* Source extract *
================================

I suspect McCall Smith thinks a lot like Isabel. Both are professional ethicists. Professor emeritus of medical law at the University of Edinburgh, McCall Smith has been vice-chair of the UK's Human Genetics Commission, chair of the British Medical Journal's ethics committee and a member of UNESCO's international bioethics commission. Isabel's creator, like his constantly cogitating protagonist, has an unusually fertile imagination: he has published some 35 novels in the last dozen years (four in 2011 alone), besides a number of books for children and academics.
Most of McCall Smith's faithful readers start with the No. 1 Ladies' Detective Agency series, whose 13th volume will be published in April. Set in Gaborone, Botswana, these addictive books blend detection (usually of minor miscreants, not murderers), Motswana lore and a humorous look at human nature. Their protagonist, the "traditionally built" Mma Ramotswe, is unforgettable. These are wonderful reads for long winter evenings after stressful days at the office.
Academics, or those who love them, might prefer to make McCall Smith's acquaintance through the Professor Dr. von Igelfeld series (Portuguese Irregular Verbs, The Finer Points of Sausage Dogs and At the Villa of Reduced Circumstances), hilarious send-ups of academe. The books are short, wildly improbable, and perfect to stuff in a jacket pocket or handbag before your next flight.
The Isabel Dalhousie novels fall somewhere between those two series. As a scholar and editor, Isabel must deal with academic trivia and rivalries, some of which are almost as absurd as von Igelfeld's scrapes. As a mother, fiancée, aunt, employer and busybody, she gets as involved in other people's lives as Mma Ramotswe. Add the thick layer of philosophical pondering, and you get stories for theologians, philosophers and compulsive cogitators to take on holiday.
Such readers will appreciate the fact that Iain Torrance, president of Princeton Theological Seminary and professor of Christian ethics, is a minor character in Forgotten Affairs. And though McCall Smith does not include a lot of theological references in his books, religion shows up several times in this one. Isabel has "misgivings about people not having a spiritual life," she tells an acquaintance, but she hates "the divisiveness of religion; its magical thinking, its frequent sheer nastiness." Still, she concedes, a spirituality based on a "feeling of awe, of immanence" is both real and necessary, "because otherwise we live in a world in which there is no real answer to evil."
If Isabel says little about God, she says a lot about people—their oddities, their foibles, their goodness, their desire for the beautiful, their worthiness of respect. "After all, the other person—the stranger—shared those attributes that made each of us, every single one of us, so interesting, so morally significant: a life; a particular set of experiences; emotions; hopes; a family. In each of us there is something of human value, some grain of wisdom. If that did not count for something, then nothing . . . counted."
At the very end of the book, a walk-on character confides to Jamie, "I've never believed in God, but I do believe in his love." Love abounds in all of McCall Smith's books—not sentimental treacle but hearty, good-natured love of humanity. And that is why some of us love Isabel Dalhousie, even if she thinks too much.

================================

* Extracted information *

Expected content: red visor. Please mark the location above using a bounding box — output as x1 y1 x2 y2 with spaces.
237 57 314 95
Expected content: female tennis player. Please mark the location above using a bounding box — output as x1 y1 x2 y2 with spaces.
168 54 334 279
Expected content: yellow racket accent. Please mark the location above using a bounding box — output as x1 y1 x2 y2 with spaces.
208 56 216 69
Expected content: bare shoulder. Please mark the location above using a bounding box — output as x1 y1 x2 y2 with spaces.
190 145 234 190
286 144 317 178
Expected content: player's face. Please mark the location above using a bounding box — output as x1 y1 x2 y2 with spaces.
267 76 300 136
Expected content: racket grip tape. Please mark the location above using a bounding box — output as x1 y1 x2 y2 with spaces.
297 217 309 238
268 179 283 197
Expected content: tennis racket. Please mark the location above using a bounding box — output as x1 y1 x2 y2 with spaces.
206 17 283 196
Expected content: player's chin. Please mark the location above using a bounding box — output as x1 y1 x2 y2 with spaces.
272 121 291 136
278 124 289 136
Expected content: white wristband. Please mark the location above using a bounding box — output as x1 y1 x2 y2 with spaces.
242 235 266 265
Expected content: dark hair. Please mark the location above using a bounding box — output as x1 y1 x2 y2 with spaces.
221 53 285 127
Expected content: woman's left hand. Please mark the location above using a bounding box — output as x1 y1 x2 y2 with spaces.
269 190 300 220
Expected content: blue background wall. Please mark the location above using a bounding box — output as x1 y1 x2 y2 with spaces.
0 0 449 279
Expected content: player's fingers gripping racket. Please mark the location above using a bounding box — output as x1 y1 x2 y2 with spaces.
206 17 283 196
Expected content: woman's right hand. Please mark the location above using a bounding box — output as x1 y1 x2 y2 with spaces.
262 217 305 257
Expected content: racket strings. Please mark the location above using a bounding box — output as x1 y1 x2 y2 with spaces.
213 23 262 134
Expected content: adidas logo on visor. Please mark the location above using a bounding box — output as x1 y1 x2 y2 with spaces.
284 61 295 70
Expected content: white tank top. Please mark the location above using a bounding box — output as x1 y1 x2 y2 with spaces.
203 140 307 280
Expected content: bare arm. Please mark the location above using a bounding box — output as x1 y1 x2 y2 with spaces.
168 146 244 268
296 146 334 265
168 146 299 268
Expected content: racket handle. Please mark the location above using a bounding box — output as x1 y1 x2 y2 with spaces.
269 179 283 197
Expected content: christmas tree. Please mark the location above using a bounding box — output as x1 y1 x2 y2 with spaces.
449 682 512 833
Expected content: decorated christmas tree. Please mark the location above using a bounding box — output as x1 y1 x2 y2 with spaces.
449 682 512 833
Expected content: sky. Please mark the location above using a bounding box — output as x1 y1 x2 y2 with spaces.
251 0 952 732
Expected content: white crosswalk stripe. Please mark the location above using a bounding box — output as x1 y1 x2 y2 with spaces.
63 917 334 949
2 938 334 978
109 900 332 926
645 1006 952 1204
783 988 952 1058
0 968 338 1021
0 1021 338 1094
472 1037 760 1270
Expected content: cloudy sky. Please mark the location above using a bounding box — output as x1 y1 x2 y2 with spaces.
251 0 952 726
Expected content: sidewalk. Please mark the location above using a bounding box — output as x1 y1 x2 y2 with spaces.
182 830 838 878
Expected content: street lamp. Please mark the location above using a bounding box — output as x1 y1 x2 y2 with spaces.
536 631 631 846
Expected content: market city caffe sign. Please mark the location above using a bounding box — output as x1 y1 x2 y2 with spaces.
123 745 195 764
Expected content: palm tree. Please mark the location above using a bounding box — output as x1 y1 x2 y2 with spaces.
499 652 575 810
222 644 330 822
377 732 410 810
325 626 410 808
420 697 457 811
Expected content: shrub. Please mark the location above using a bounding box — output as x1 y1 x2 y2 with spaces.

================================

* Work order 1 *
Answer these from the passage on McCall Smith:
(a) How many novels did McCall Smith publish in 2011?
(b) Which volume of the No. 1 Ladies' Detective Agency series will be published in April?
(c) Who is the president of Princeton Theological Seminary who appears as a minor character in Forgotten Affairs?
* Work order 2 *
Please retype part of the passage on McCall Smith. Begin at the words "Academics, or those" and stop after "take on holiday.".
The lines have nothing to do with the passage on McCall Smith.

* Written response 1 *
(a) Four
(b) The 13th
(c) Iain Torrance

* Written response 2 *
Academics, or those who love them, might prefer to make McCall Smith's acquaintance through the Professor Dr. von Igelfeld series (Portuguese Irregular Verbs, The Finer Points of Sausage Dogs and At the Villa of Reduced Circumstances), hilarious send-ups of academe. The books are short, wildly improbable, and perfect to stuff in a jacket pocket or handbag before your next flight.
The Isabel Dalhousie novels fall somewhere between those two series. As a scholar and editor, Isabel must deal with academic trivia and rivalries, some of which are almost as absurd as von Igelfeld's scrapes. As a mother, fiancée, aunt, employer and busybody, she gets as involved in other people's lives as Mma Ramotswe. Add the thick layer of philosophical pondering, and you get stories for theologians, philosophers and compulsive cogitators to take on holiday.